Records below:

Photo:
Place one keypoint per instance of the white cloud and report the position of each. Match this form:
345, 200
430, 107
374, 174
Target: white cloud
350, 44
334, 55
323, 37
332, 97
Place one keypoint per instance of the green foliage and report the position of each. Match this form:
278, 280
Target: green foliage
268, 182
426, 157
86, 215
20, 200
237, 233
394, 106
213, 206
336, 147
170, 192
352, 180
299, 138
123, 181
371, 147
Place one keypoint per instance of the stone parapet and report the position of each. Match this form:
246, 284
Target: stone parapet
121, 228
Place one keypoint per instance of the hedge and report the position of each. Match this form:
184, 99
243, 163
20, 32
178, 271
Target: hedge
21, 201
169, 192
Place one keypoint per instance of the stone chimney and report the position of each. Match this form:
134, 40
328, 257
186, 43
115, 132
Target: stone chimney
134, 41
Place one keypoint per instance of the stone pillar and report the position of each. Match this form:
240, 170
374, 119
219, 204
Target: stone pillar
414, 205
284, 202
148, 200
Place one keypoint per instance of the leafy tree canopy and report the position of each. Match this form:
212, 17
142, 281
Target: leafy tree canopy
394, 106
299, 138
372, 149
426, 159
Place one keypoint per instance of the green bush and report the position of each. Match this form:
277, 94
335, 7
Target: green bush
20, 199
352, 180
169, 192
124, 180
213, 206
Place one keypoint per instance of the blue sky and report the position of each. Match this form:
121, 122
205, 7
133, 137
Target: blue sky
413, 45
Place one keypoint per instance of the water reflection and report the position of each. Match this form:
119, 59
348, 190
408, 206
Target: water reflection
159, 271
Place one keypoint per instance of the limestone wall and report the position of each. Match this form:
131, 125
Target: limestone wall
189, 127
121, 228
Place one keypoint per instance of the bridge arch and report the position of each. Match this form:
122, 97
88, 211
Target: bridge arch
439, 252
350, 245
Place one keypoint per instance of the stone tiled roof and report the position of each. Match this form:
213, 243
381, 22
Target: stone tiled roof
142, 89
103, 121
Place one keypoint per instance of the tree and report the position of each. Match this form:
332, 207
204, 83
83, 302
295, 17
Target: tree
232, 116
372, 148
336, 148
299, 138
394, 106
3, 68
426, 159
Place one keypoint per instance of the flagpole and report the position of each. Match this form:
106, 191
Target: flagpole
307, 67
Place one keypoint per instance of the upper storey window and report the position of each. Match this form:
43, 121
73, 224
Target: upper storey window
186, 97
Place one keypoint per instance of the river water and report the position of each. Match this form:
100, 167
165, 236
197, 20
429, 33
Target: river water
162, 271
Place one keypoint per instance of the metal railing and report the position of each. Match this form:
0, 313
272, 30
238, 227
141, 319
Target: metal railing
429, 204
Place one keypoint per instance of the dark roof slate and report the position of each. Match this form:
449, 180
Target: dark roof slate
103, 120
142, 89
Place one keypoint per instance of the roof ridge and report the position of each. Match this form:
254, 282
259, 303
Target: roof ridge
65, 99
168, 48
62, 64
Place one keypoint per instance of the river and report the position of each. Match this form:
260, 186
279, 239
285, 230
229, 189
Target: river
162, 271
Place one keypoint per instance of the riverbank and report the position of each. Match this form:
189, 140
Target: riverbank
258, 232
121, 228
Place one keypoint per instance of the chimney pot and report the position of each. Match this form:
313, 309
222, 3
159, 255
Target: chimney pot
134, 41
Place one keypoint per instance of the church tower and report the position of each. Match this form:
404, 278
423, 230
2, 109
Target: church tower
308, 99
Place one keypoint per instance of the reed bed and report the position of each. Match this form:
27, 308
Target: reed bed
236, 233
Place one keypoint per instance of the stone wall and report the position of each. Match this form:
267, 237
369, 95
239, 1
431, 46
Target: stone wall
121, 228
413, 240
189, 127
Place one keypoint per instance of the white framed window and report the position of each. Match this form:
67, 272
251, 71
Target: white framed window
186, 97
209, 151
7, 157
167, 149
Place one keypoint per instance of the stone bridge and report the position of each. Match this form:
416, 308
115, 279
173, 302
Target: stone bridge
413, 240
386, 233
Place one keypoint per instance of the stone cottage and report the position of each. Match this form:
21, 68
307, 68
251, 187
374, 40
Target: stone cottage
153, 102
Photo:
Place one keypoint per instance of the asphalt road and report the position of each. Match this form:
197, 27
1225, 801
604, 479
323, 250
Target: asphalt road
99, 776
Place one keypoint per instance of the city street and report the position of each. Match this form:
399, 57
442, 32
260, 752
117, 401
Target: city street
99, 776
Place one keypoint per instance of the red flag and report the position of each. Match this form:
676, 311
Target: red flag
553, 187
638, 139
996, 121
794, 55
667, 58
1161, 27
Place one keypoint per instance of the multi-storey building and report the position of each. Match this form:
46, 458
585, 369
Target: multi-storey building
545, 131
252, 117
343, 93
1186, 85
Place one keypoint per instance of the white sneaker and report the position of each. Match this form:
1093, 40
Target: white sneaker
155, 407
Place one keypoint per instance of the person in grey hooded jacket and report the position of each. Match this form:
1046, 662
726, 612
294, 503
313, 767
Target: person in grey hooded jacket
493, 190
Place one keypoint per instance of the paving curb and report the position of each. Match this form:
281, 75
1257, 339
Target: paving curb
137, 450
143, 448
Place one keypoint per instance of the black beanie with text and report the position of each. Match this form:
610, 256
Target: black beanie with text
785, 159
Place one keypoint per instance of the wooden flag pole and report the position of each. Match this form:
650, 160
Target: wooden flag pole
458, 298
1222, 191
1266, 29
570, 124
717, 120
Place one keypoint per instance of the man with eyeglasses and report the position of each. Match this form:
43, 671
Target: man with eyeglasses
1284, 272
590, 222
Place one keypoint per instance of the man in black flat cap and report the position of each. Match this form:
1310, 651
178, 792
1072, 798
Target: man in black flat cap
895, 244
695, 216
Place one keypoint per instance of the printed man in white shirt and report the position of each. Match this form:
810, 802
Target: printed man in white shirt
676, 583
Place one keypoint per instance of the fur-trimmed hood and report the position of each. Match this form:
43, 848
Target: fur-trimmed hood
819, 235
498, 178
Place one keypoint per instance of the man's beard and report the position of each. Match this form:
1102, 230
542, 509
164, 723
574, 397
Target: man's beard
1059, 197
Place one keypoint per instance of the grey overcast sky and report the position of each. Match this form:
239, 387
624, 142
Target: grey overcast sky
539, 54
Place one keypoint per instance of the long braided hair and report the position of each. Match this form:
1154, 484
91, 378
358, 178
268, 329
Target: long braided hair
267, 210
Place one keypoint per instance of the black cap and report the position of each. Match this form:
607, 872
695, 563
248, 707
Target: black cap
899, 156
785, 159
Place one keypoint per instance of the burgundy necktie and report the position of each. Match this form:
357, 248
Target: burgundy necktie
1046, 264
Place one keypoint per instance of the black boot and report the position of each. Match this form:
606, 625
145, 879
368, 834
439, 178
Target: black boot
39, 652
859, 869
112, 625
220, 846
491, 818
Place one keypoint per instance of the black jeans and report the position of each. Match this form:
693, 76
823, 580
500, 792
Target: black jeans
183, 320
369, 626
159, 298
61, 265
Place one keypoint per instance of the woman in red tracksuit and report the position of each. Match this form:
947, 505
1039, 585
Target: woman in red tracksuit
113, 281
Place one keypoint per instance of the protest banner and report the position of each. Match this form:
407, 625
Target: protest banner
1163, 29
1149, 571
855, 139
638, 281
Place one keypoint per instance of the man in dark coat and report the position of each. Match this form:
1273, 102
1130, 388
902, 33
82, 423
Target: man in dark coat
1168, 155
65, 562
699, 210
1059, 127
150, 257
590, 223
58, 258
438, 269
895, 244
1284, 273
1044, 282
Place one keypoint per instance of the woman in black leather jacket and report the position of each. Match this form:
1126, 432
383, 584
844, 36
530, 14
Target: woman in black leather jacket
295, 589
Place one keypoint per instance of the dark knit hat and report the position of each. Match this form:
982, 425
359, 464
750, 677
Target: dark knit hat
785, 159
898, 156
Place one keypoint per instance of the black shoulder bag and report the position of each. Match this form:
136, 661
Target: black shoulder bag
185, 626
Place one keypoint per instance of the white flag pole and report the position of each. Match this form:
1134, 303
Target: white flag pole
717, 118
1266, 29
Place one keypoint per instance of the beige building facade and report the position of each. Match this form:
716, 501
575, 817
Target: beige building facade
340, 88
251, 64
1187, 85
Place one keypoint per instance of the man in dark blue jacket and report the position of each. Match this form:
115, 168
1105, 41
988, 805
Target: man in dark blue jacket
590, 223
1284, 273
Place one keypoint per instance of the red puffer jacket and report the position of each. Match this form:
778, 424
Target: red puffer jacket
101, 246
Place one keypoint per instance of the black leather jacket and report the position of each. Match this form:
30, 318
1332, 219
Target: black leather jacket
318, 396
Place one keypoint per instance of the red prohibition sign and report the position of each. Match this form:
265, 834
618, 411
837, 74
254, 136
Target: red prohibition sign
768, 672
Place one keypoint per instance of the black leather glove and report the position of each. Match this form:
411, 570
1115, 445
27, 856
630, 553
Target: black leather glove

End of Records.

# [Instructions for the task]
Give nothing except how many lines of the records include "glove".

# [Answer]
2